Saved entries
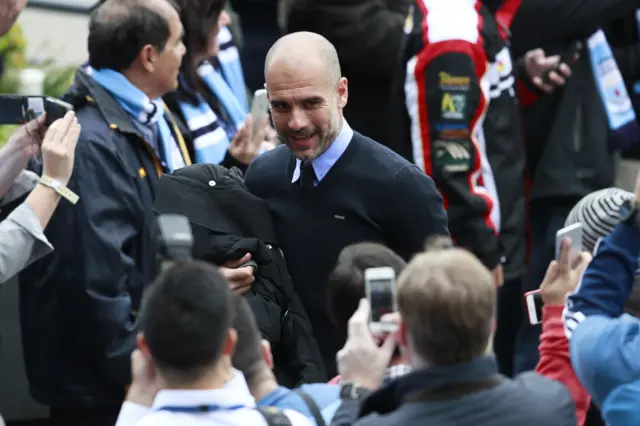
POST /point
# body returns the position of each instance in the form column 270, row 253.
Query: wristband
column 60, row 189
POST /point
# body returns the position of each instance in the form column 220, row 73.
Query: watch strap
column 62, row 190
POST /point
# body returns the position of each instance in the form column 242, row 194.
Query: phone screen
column 534, row 307
column 380, row 298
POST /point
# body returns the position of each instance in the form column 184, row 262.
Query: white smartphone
column 574, row 232
column 380, row 289
column 259, row 107
column 534, row 304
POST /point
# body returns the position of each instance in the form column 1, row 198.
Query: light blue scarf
column 142, row 109
column 210, row 139
column 229, row 59
column 622, row 118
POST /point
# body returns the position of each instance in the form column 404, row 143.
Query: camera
column 175, row 240
column 17, row 109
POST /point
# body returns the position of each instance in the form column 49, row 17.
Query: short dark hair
column 199, row 18
column 247, row 356
column 119, row 29
column 346, row 281
column 185, row 316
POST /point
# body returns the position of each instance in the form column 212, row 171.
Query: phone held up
column 18, row 109
column 380, row 289
column 259, row 108
column 574, row 233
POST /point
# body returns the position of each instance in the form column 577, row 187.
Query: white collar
column 236, row 392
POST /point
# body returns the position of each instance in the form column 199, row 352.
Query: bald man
column 327, row 185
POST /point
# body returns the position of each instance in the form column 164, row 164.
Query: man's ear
column 141, row 342
column 267, row 355
column 343, row 92
column 148, row 57
column 230, row 342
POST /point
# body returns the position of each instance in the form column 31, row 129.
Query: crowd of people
column 446, row 140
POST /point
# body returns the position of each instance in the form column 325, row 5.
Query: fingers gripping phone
column 568, row 57
column 259, row 108
column 17, row 109
column 533, row 302
column 380, row 290
column 574, row 233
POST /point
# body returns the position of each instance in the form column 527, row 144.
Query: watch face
column 350, row 391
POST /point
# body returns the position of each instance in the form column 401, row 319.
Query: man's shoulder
column 378, row 154
column 546, row 392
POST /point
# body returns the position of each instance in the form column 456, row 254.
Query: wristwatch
column 352, row 391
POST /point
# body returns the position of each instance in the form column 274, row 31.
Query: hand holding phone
column 556, row 76
column 380, row 290
column 574, row 234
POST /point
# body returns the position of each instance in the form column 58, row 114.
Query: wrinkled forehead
column 297, row 81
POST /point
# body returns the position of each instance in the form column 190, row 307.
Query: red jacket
column 555, row 362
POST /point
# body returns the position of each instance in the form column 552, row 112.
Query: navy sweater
column 371, row 194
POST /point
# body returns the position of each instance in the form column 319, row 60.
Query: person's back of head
column 251, row 356
column 141, row 36
column 346, row 282
column 447, row 300
column 186, row 323
column 200, row 20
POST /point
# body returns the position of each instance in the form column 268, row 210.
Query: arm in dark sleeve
column 541, row 23
column 367, row 34
column 447, row 103
column 106, row 271
column 417, row 212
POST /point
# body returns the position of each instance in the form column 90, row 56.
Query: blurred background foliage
column 13, row 53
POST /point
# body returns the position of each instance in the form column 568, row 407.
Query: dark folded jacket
column 228, row 222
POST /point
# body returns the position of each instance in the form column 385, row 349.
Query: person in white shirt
column 182, row 372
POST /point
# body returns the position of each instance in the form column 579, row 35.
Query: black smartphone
column 14, row 108
column 569, row 56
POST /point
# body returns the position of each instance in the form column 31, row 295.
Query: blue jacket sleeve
column 105, row 224
column 607, row 282
column 603, row 345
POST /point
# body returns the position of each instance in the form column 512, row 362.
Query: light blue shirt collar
column 327, row 159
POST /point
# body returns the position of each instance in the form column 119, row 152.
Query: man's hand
column 536, row 64
column 361, row 360
column 24, row 143
column 562, row 277
column 145, row 381
column 240, row 279
column 245, row 146
column 59, row 146
column 498, row 275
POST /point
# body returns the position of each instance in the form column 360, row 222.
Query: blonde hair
column 447, row 299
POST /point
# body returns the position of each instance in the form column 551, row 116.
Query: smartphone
column 574, row 232
column 259, row 107
column 534, row 303
column 18, row 109
column 380, row 289
column 569, row 56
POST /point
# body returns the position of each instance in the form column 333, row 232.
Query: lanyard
column 199, row 408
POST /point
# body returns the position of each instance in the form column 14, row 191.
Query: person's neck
column 266, row 384
column 216, row 378
column 142, row 82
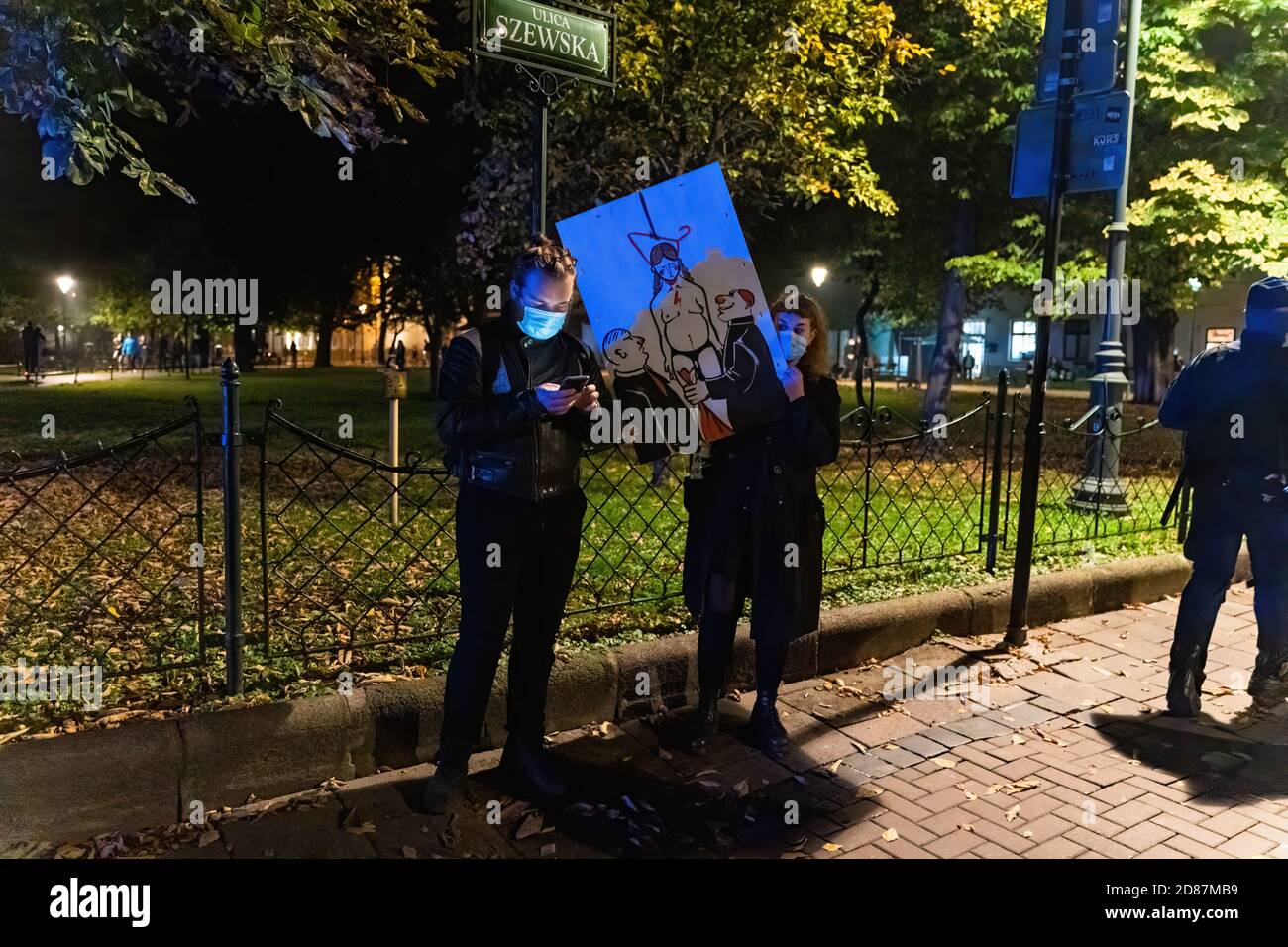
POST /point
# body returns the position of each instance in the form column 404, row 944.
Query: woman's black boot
column 706, row 722
column 768, row 733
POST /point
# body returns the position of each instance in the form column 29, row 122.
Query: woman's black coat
column 755, row 515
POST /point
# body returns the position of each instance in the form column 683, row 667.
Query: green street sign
column 563, row 38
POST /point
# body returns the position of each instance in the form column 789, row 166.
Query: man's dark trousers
column 1223, row 517
column 533, row 560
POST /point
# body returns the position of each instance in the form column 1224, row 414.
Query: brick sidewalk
column 1064, row 755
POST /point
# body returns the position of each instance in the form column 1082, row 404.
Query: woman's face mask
column 541, row 324
column 794, row 344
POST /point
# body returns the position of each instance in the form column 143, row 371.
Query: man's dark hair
column 546, row 257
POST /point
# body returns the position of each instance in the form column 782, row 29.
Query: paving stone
column 919, row 745
column 897, row 757
column 1051, row 684
column 866, row 763
column 1055, row 848
column 1144, row 836
column 1129, row 813
column 1229, row 823
column 1025, row 714
column 956, row 844
column 944, row 736
column 883, row 729
column 978, row 728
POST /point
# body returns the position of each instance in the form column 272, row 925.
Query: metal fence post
column 995, row 500
column 230, row 384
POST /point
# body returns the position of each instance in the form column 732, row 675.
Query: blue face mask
column 541, row 324
column 794, row 344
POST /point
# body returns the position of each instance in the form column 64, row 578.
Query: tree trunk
column 244, row 347
column 433, row 333
column 1151, row 346
column 326, row 329
column 861, row 334
column 952, row 311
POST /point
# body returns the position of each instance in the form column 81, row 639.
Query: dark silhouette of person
column 748, row 388
column 30, row 359
column 1232, row 402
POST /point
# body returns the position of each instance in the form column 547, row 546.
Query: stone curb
column 154, row 774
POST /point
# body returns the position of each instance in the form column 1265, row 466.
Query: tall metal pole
column 1017, row 629
column 540, row 145
column 1100, row 487
column 228, row 375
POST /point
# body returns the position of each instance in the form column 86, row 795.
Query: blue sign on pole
column 1098, row 146
column 1096, row 46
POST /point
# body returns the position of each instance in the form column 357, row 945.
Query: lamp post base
column 1098, row 495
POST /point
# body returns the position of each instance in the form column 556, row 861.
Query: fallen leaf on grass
column 531, row 826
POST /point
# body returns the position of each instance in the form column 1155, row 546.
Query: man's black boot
column 767, row 731
column 1269, row 677
column 1185, row 684
column 706, row 722
column 528, row 767
column 445, row 789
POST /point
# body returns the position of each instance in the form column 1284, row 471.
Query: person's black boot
column 1185, row 684
column 1267, row 678
column 767, row 731
column 706, row 722
column 528, row 767
column 445, row 789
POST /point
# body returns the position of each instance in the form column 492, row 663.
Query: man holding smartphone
column 514, row 405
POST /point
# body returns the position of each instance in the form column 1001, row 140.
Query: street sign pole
column 553, row 44
column 1017, row 629
column 1100, row 487
column 544, row 88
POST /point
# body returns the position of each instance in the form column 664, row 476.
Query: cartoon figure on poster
column 678, row 309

### Exercise requirements
Write every entry out again exactly, images omitted.

### Problem solution
POST /point
# body returns the position of each instance in the form column 270, row 253.
Query: wristband
column 60, row 189
POST /point
# body returns the position of each instance in the form column 220, row 73.
Query: watch strap
column 62, row 190
POST /point
# body returns the position of each instance in the form column 242, row 194.
Query: phone screen
column 534, row 307
column 380, row 298
POST /point
# body returns the position of each instance in the form column 184, row 262.
Query: white smartphone
column 574, row 232
column 380, row 289
column 259, row 107
column 534, row 304
POST /point
# body returns the position of each instance in the form column 1, row 198.
Query: light blue scarf
column 142, row 109
column 210, row 139
column 229, row 59
column 622, row 118
POST /point
# body returns the position of each instance in the form column 404, row 143.
Query: camera
column 175, row 240
column 17, row 109
POST /point
# body returns the position of each instance in the form column 49, row 17.
Query: short dark hair
column 199, row 18
column 247, row 356
column 119, row 29
column 346, row 281
column 185, row 316
POST /point
# body returns the position of each instance in the form column 212, row 171.
Query: phone held up
column 18, row 109
column 380, row 289
column 259, row 108
column 574, row 233
POST /point
# body returns the position of each instance in the form column 577, row 187.
Query: white collar
column 236, row 392
POST /point
# body returns the position of each instance in the form column 199, row 352.
Query: bald man
column 327, row 185
POST /point
# body returns the position of each instance in the form column 164, row 164.
Query: man's ear
column 141, row 342
column 267, row 355
column 343, row 92
column 148, row 57
column 230, row 342
POST /point
# body returns the position of each instance in the form column 31, row 129.
Query: crowd of people
column 446, row 140
POST /point
# body returns the position of each instance in the form column 325, row 5.
Query: fingers gripping phone
column 568, row 57
column 259, row 108
column 17, row 109
column 533, row 302
column 380, row 290
column 574, row 233
POST /point
# body returns the position of each instance in the form column 527, row 144.
Query: watch face
column 350, row 391
POST /point
# body returns the position of each instance in the form column 401, row 319.
Query: man's shoulder
column 378, row 154
column 546, row 392
POST /point
# body returns the position of each instance in the form column 456, row 254.
Query: wristwatch
column 352, row 391
POST /point
# body returns the position of each instance in the form column 274, row 31.
Query: hand holding phone
column 556, row 76
column 380, row 290
column 574, row 234
POST /point
# body returns the position of each instance in the form column 58, row 114.
Query: wrinkled forehead
column 297, row 81
POST /point
# body returns the position of each instance in the form column 190, row 307.
Query: red jacket
column 555, row 362
POST /point
# body returns the position of each instance in the form column 552, row 112.
Query: navy sweater
column 371, row 194
POST /point
# body returns the position of each instance in the form column 319, row 60.
Query: person's back of head
column 251, row 356
column 141, row 36
column 346, row 282
column 447, row 300
column 186, row 323
column 200, row 20
POST /point
# body returns the position of each instance in the form column 268, row 210.
Query: arm in dark sleeve
column 541, row 23
column 367, row 34
column 447, row 103
column 106, row 271
column 417, row 212
POST /point
# body returns the position of each instance in the form column 90, row 56.
Query: blurred background foliage
column 13, row 53
POST /point
# body returns the position of each instance in the form column 568, row 407.
Query: dark folded jacket
column 228, row 222
POST /point
# body returns the position of each instance in the form column 385, row 349.
Query: person in white shirt
column 182, row 372
POST /point
# body returns the position of each instance in the form column 579, row 35.
Query: black smartphone
column 14, row 108
column 569, row 56
POST /point
# body returns the position of each instance in the form column 31, row 295.
Query: blue jacket sleeve
column 105, row 224
column 607, row 282
column 603, row 345
POST /point
# body returns the position of each instance in the form column 512, row 362.
Query: light blue shirt collar
column 327, row 159
POST /point
# body returns the position of each instance in the form column 119, row 152.
Query: man's hand
column 536, row 64
column 361, row 360
column 24, row 143
column 562, row 277
column 145, row 381
column 240, row 279
column 245, row 146
column 59, row 146
column 498, row 275
POST /point
# body returns the position of each instance in the form column 360, row 222.
Query: blonde hair
column 447, row 299
POST /point
# body returns the position of each instance in the form column 551, row 116.
Query: smartphone
column 574, row 232
column 259, row 107
column 534, row 303
column 18, row 109
column 380, row 289
column 569, row 56
POST /point
# body returns the position of each instance in the form column 333, row 232.
Query: lanyard
column 199, row 408
POST /point
# body returns the position of each instance in the form column 14, row 191.
Query: person's neck
column 266, row 384
column 216, row 378
column 142, row 82
POST /point
# body returns the position of each instance in the form column 404, row 944.
Query: woman's black boot
column 706, row 722
column 768, row 733
POST /point
# body returns the position of each instance in the form column 29, row 122.
Query: woman's black coat
column 755, row 515
POST /point
# body returns the position of each instance in the form column 683, row 667.
Query: green street sign
column 563, row 38
POST /point
# body returns the position of each instance in the form column 789, row 166.
Query: man's dark trousers
column 1223, row 517
column 533, row 560
POST /point
# body returns the position of each instance in the form column 1224, row 414.
Query: brick sidewalk
column 1064, row 755
POST /point
# body returns the position of each instance in the form column 1082, row 404.
Query: woman's face mask
column 541, row 324
column 794, row 344
POST /point
# body returns the position of each instance in the form column 143, row 371.
Query: man's dark hair
column 546, row 257
POST /point
# body returns the position of each instance in the form column 782, row 29.
Query: paving stone
column 919, row 745
column 897, row 757
column 1051, row 684
column 866, row 763
column 1055, row 848
column 1144, row 836
column 1129, row 813
column 1229, row 823
column 1025, row 714
column 956, row 844
column 944, row 736
column 883, row 729
column 978, row 728
POST /point
# body returns the position of each instance in the form column 272, row 925.
Query: metal fence post
column 995, row 500
column 230, row 384
POST /point
# body returns the position of each instance in the form column 732, row 675.
Query: blue face mask
column 541, row 324
column 794, row 344
POST /point
# body returns the position of each instance in the form column 64, row 578.
Query: tree trunk
column 244, row 347
column 433, row 333
column 1151, row 346
column 326, row 329
column 861, row 334
column 952, row 311
POST /point
# body returns the position of each instance in the form column 81, row 639.
Query: dark silhouette of person
column 748, row 388
column 30, row 359
column 1232, row 402
POST /point
# body returns the position of each instance in the form column 547, row 546.
Query: stone curb
column 154, row 774
POST /point
# body returns the position of each instance in the form column 1265, row 466.
Query: tall metal pole
column 1017, row 629
column 540, row 145
column 1100, row 487
column 228, row 375
POST /point
# body returns the position of each instance in the form column 86, row 795.
Query: blue sign on pole
column 1098, row 146
column 1096, row 46
POST /point
# body returns the position of each instance in the form column 357, row 945.
Query: lamp post base
column 1098, row 495
POST /point
# body returns the position of each instance in the form column 556, row 861.
Query: fallen leaf on grass
column 531, row 826
POST /point
# body returns the position of each instance in the form column 1155, row 546.
Query: man's black boot
column 767, row 731
column 1269, row 677
column 1185, row 684
column 706, row 722
column 528, row 767
column 445, row 789
POST /point
# body returns the position of each instance in the form column 1284, row 471.
Query: person's black boot
column 1185, row 684
column 1267, row 678
column 767, row 731
column 706, row 722
column 528, row 767
column 445, row 789
POST /point
# body returns the position of each instance in the form column 492, row 663.
Query: man holding smartphone
column 514, row 405
POST /point
# body returns the position of each instance in the form column 1001, row 140.
Query: street sign pole
column 553, row 44
column 1017, row 629
column 1100, row 487
column 544, row 88
POST /point
# body returns the position of each instance in the form column 664, row 476.
Query: cartoon figure on poster
column 678, row 309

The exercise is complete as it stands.